Task brief: Pull every line that includes the word "police" out of the data below and copy it.

[Collected data entries]
————————

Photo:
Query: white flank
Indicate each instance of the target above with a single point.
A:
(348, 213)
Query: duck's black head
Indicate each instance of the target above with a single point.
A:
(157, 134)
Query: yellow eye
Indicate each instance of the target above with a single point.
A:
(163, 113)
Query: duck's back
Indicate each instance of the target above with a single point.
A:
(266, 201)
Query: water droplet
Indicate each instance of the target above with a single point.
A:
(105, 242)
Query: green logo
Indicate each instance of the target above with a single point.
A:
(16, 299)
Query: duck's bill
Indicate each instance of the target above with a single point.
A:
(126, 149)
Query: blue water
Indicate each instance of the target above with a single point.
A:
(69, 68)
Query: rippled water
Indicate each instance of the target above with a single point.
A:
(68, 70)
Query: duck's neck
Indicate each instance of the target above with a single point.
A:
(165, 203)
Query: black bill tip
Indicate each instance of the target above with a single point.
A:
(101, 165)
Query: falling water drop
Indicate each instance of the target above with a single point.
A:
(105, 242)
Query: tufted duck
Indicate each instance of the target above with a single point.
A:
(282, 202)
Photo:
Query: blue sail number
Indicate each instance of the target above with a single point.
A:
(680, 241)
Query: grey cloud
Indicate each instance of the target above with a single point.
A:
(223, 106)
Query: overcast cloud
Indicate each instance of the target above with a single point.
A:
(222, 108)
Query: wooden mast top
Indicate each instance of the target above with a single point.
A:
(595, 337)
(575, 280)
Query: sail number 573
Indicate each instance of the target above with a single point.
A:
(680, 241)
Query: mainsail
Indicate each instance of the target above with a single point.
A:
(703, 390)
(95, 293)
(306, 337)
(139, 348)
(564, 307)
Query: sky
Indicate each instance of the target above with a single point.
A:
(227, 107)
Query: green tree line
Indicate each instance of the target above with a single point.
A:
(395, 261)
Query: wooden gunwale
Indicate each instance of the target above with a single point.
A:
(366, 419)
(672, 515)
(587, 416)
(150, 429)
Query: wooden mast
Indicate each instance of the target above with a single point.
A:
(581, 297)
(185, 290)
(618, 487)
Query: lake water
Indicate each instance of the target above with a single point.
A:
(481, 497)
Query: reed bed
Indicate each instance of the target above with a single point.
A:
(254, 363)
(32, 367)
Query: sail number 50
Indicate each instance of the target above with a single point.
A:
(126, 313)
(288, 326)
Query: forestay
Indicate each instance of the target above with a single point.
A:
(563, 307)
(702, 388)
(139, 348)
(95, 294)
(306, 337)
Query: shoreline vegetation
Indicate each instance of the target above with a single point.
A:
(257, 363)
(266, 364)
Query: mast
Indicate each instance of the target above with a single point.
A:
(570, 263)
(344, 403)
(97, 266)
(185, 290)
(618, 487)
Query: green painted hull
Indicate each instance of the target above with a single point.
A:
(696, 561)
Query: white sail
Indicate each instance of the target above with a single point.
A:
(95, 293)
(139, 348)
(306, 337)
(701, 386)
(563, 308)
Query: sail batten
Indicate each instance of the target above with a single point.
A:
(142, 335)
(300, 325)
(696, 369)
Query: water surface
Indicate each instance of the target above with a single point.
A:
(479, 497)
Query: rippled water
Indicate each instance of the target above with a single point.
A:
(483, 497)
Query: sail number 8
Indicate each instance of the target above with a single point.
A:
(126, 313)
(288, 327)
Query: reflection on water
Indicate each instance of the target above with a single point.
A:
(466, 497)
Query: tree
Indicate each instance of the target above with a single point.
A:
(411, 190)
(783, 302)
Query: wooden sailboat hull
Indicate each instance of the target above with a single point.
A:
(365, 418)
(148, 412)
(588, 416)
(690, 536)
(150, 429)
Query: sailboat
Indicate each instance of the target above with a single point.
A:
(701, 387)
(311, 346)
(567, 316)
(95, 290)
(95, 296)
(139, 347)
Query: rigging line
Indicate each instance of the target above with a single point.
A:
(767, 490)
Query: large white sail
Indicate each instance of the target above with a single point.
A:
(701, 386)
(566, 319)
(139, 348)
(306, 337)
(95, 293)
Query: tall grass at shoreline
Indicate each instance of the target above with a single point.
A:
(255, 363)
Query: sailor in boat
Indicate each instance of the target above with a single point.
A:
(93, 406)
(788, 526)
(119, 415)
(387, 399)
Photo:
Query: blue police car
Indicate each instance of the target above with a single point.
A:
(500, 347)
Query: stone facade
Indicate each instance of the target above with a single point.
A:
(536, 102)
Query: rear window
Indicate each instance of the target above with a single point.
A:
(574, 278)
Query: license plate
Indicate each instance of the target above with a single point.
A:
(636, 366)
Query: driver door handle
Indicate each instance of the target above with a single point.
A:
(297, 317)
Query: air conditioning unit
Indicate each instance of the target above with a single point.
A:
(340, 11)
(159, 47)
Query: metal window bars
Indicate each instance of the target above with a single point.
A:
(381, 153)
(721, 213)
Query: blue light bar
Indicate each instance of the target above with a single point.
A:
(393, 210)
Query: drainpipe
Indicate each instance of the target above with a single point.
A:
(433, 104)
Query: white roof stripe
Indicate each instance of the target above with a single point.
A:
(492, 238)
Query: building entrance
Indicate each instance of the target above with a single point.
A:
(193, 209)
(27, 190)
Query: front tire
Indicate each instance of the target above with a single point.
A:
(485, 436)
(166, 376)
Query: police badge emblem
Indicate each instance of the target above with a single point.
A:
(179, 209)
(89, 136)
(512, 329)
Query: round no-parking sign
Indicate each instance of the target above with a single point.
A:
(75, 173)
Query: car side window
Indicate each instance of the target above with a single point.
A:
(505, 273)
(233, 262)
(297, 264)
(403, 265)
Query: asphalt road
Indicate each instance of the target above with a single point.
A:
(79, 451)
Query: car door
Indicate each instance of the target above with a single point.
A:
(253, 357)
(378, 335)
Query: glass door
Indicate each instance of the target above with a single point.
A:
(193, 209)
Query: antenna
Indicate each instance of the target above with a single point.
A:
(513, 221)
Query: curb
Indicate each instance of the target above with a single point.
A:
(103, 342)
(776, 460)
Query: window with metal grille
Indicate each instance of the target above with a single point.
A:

————————

Written response:
Query: blue police car
Query: police badge emblem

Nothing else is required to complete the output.